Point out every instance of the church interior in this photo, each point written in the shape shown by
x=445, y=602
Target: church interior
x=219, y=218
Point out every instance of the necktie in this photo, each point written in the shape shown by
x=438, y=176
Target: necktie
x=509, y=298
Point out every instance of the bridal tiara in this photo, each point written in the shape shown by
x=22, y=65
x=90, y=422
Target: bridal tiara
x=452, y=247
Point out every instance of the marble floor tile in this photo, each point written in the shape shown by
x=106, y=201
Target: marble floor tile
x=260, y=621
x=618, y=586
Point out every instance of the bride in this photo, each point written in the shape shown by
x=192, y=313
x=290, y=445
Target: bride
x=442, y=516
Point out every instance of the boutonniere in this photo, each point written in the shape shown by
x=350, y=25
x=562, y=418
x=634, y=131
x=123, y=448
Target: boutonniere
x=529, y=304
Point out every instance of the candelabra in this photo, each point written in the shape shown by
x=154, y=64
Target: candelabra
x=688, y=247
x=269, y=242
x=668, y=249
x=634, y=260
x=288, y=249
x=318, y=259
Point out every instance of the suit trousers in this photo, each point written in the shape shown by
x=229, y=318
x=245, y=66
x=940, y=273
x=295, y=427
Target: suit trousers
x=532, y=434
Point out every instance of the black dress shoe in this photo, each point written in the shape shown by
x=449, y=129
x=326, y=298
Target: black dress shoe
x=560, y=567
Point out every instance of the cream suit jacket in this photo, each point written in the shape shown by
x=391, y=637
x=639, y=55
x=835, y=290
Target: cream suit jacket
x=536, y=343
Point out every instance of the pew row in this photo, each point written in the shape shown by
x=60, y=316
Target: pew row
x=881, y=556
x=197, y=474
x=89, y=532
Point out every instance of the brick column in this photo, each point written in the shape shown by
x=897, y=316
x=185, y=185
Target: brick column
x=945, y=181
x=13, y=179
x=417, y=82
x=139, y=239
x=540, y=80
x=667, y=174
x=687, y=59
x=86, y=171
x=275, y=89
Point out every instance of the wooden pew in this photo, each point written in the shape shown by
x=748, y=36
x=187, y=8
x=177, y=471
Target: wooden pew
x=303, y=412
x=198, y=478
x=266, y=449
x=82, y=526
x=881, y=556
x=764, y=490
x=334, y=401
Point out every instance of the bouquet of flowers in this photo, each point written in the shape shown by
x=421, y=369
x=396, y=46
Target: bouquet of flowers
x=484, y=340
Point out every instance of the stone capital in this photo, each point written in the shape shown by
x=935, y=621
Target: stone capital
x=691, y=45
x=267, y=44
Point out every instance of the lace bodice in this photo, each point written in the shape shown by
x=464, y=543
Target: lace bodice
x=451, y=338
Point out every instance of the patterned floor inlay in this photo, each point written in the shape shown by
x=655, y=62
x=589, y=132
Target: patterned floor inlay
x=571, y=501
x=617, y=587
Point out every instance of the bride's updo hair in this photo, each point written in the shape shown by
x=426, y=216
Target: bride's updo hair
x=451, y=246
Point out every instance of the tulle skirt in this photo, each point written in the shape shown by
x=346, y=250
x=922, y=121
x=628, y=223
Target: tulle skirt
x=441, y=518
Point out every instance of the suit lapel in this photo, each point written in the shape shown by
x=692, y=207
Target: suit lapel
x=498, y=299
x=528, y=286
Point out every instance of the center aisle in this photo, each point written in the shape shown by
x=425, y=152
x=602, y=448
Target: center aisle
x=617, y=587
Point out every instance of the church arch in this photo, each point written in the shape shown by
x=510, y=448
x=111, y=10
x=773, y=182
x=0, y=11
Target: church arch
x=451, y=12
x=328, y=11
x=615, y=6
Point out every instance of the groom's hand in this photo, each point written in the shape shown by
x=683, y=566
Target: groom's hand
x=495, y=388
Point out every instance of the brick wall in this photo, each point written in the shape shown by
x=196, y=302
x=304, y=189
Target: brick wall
----------------------------------------
Exercise: Render the entries above, from their first line through the line containing "x=318, y=259", as a numbered list with one line per number and any blank lines skipped.

Answer to the problem:
1. Point out every instance of the church interior in this photo, each point written in the shape shown by
2. x=445, y=602
3. Target: church interior
4. x=219, y=218
5. Point out every instance of the necktie in this photo, each point written in the shape shown by
6. x=438, y=176
7. Target: necktie
8. x=509, y=298
9. Point out every instance of the bridal tiara in this photo, each point written in the shape shown by
10. x=22, y=65
11. x=90, y=422
12. Target: bridal tiara
13. x=452, y=247
14. Point out every instance of the marble floor tile in this photo, each point written in the shape shown by
15. x=106, y=201
16. Target: marble floor tile
17. x=260, y=621
18. x=618, y=586
19. Point out every instance of the bride in this photo, each point written in the shape shown by
20. x=192, y=313
21. x=290, y=445
22. Target: bride
23. x=442, y=516
24. Point out every instance of the boutonniere in this photo, each point written in the shape shown by
25. x=350, y=25
26. x=562, y=418
27. x=634, y=131
28. x=123, y=448
29. Target: boutonniere
30. x=529, y=304
31. Point out every instance of the candelabra in this photo, each point written in the shape shown by
32. x=154, y=64
33. Target: candelabra
34. x=688, y=247
35. x=269, y=242
36. x=668, y=249
37. x=634, y=260
38. x=288, y=249
39. x=318, y=259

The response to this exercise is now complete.